Transcribe the records exactly from the line with "Task: annotate the tarmac surface." to the end, both included.

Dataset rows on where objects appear
* Start *
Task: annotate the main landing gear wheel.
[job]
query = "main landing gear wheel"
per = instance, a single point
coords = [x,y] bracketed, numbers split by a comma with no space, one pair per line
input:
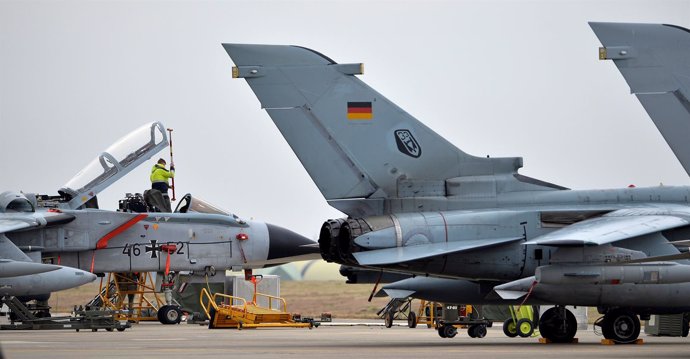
[510,328]
[558,325]
[388,319]
[447,331]
[169,314]
[525,328]
[621,326]
[476,331]
[412,320]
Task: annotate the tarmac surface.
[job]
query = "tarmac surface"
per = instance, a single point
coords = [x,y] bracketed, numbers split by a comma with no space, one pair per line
[153,340]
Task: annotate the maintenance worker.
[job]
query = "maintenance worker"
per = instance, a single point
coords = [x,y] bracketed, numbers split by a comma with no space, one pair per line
[159,181]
* End *
■ **TASK ANSWER**
Task: annotate the tarmac surface.
[job]
query = "tarmac surface"
per = instance, a single point
coords = [x,y] bracketed, numbers split by a comma with no space, one pair per line
[153,340]
Task: annotate the maintenance worker.
[job]
query = "maintenance worker"
per = instance, a single point
coords = [x,y] bracketed, numbers split by a comma with no space, one pair per line
[159,181]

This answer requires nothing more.